WHAT TO WORK ON
Show each line of the material that contains the string "border". Case counts.

SUPPLIED MATERIAL
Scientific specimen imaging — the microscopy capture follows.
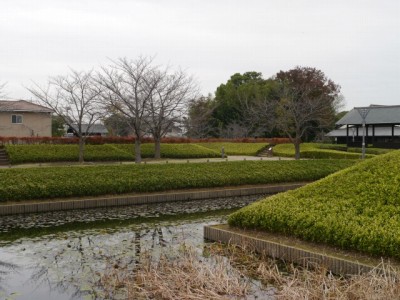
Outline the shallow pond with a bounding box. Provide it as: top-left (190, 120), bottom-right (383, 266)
top-left (0, 196), bottom-right (270, 300)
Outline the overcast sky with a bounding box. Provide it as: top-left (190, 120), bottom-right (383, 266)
top-left (0, 0), bottom-right (400, 109)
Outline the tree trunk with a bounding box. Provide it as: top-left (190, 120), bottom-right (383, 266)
top-left (294, 138), bottom-right (301, 160)
top-left (154, 138), bottom-right (161, 159)
top-left (135, 137), bottom-right (142, 164)
top-left (79, 136), bottom-right (85, 163)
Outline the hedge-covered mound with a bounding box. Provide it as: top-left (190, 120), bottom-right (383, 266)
top-left (273, 143), bottom-right (376, 159)
top-left (229, 150), bottom-right (400, 258)
top-left (5, 144), bottom-right (220, 164)
top-left (197, 142), bottom-right (268, 156)
top-left (0, 160), bottom-right (355, 201)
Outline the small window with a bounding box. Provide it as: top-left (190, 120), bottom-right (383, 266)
top-left (11, 115), bottom-right (22, 124)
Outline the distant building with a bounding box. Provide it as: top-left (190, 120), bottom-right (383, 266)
top-left (66, 124), bottom-right (108, 136)
top-left (0, 100), bottom-right (53, 137)
top-left (327, 105), bottom-right (400, 149)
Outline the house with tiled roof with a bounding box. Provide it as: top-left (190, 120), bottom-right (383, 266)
top-left (0, 100), bottom-right (53, 137)
top-left (327, 105), bottom-right (400, 149)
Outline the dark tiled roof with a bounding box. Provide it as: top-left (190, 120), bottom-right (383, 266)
top-left (0, 100), bottom-right (53, 113)
top-left (326, 126), bottom-right (400, 137)
top-left (336, 105), bottom-right (400, 125)
top-left (72, 124), bottom-right (108, 134)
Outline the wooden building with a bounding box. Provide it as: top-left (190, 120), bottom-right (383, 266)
top-left (327, 105), bottom-right (400, 149)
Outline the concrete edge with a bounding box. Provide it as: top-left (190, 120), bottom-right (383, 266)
top-left (0, 183), bottom-right (306, 216)
top-left (204, 226), bottom-right (376, 275)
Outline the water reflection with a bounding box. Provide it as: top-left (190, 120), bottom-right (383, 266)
top-left (0, 193), bottom-right (266, 300)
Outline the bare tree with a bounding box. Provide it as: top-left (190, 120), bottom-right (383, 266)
top-left (97, 57), bottom-right (162, 163)
top-left (28, 70), bottom-right (102, 163)
top-left (185, 94), bottom-right (217, 138)
top-left (145, 68), bottom-right (197, 158)
top-left (275, 67), bottom-right (341, 159)
top-left (0, 82), bottom-right (7, 98)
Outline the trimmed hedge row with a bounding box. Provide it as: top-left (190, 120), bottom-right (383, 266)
top-left (198, 142), bottom-right (269, 155)
top-left (273, 143), bottom-right (375, 159)
top-left (5, 144), bottom-right (220, 164)
top-left (228, 151), bottom-right (400, 258)
top-left (0, 160), bottom-right (355, 201)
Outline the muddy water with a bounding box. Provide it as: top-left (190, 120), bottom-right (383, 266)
top-left (0, 196), bottom-right (270, 300)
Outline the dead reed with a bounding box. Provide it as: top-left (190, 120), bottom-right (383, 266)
top-left (101, 244), bottom-right (400, 300)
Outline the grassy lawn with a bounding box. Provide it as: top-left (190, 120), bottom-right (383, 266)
top-left (273, 143), bottom-right (376, 159)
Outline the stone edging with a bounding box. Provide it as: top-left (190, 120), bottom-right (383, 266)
top-left (204, 226), bottom-right (374, 275)
top-left (0, 183), bottom-right (305, 216)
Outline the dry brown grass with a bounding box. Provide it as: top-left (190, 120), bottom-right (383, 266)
top-left (212, 246), bottom-right (400, 300)
top-left (101, 246), bottom-right (250, 300)
top-left (102, 244), bottom-right (400, 300)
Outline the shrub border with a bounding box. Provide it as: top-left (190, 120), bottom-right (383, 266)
top-left (204, 225), bottom-right (382, 275)
top-left (0, 183), bottom-right (306, 216)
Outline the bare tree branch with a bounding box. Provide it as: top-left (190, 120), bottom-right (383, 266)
top-left (28, 70), bottom-right (103, 162)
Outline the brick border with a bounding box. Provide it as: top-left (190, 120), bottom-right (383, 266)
top-left (204, 226), bottom-right (375, 275)
top-left (0, 183), bottom-right (305, 216)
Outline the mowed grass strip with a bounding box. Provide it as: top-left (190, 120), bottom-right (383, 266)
top-left (0, 160), bottom-right (355, 201)
top-left (229, 150), bottom-right (400, 259)
top-left (273, 143), bottom-right (375, 159)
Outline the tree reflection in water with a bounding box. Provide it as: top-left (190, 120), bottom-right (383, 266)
top-left (25, 222), bottom-right (220, 299)
top-left (0, 196), bottom-right (266, 299)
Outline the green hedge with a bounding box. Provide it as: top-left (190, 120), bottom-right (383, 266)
top-left (5, 144), bottom-right (220, 164)
top-left (229, 151), bottom-right (400, 258)
top-left (0, 160), bottom-right (355, 201)
top-left (197, 142), bottom-right (268, 155)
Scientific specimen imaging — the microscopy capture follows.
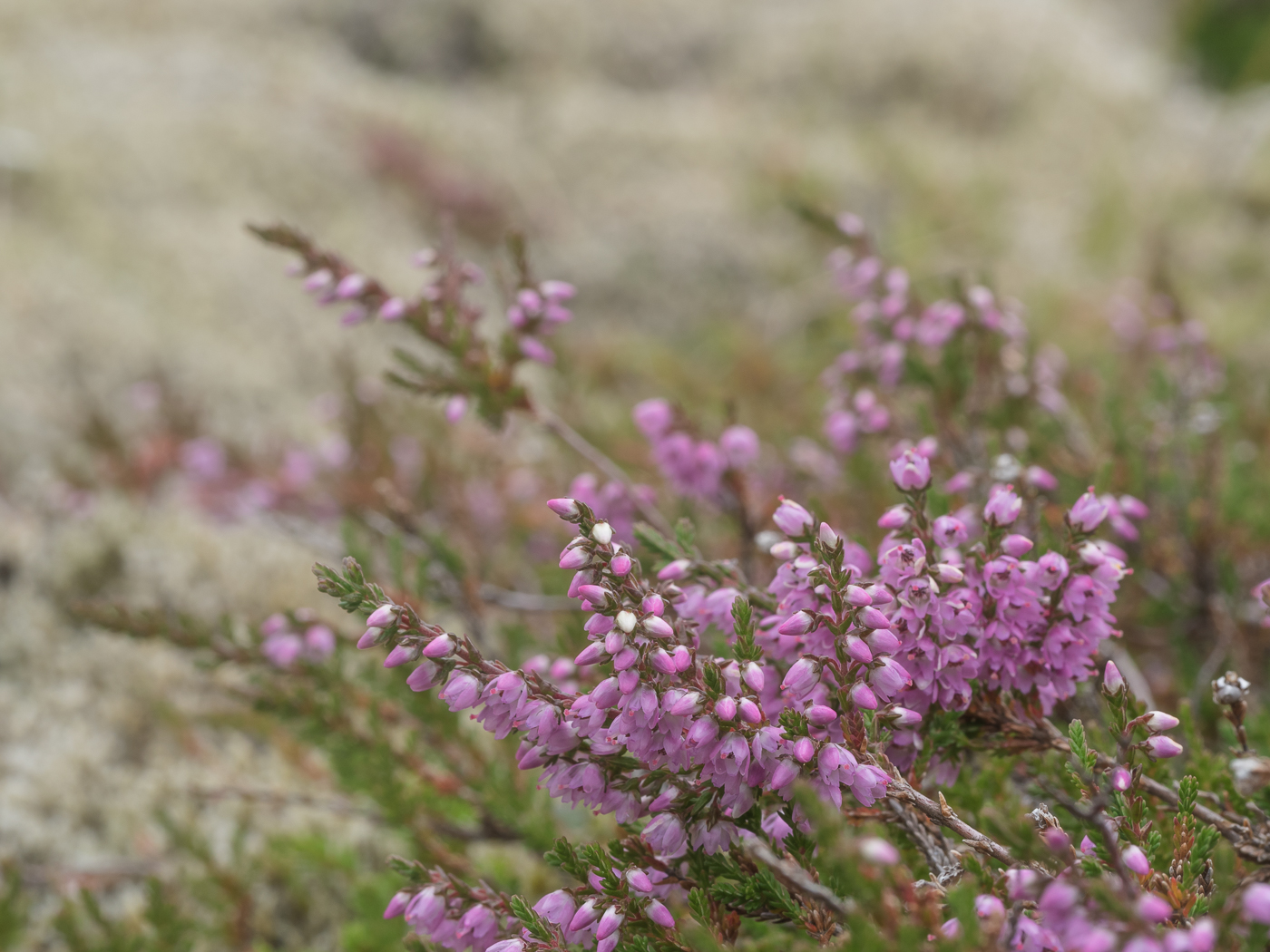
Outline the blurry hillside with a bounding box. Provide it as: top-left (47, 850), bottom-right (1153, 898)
top-left (0, 0), bottom-right (1270, 949)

THE RESULT
Outline the shrub border with a bounding box. Provide it as: top-left (190, 120), bottom-right (383, 266)
Outline the brick border with a bounding box. Provide it as: top-left (190, 120), bottom-right (383, 266)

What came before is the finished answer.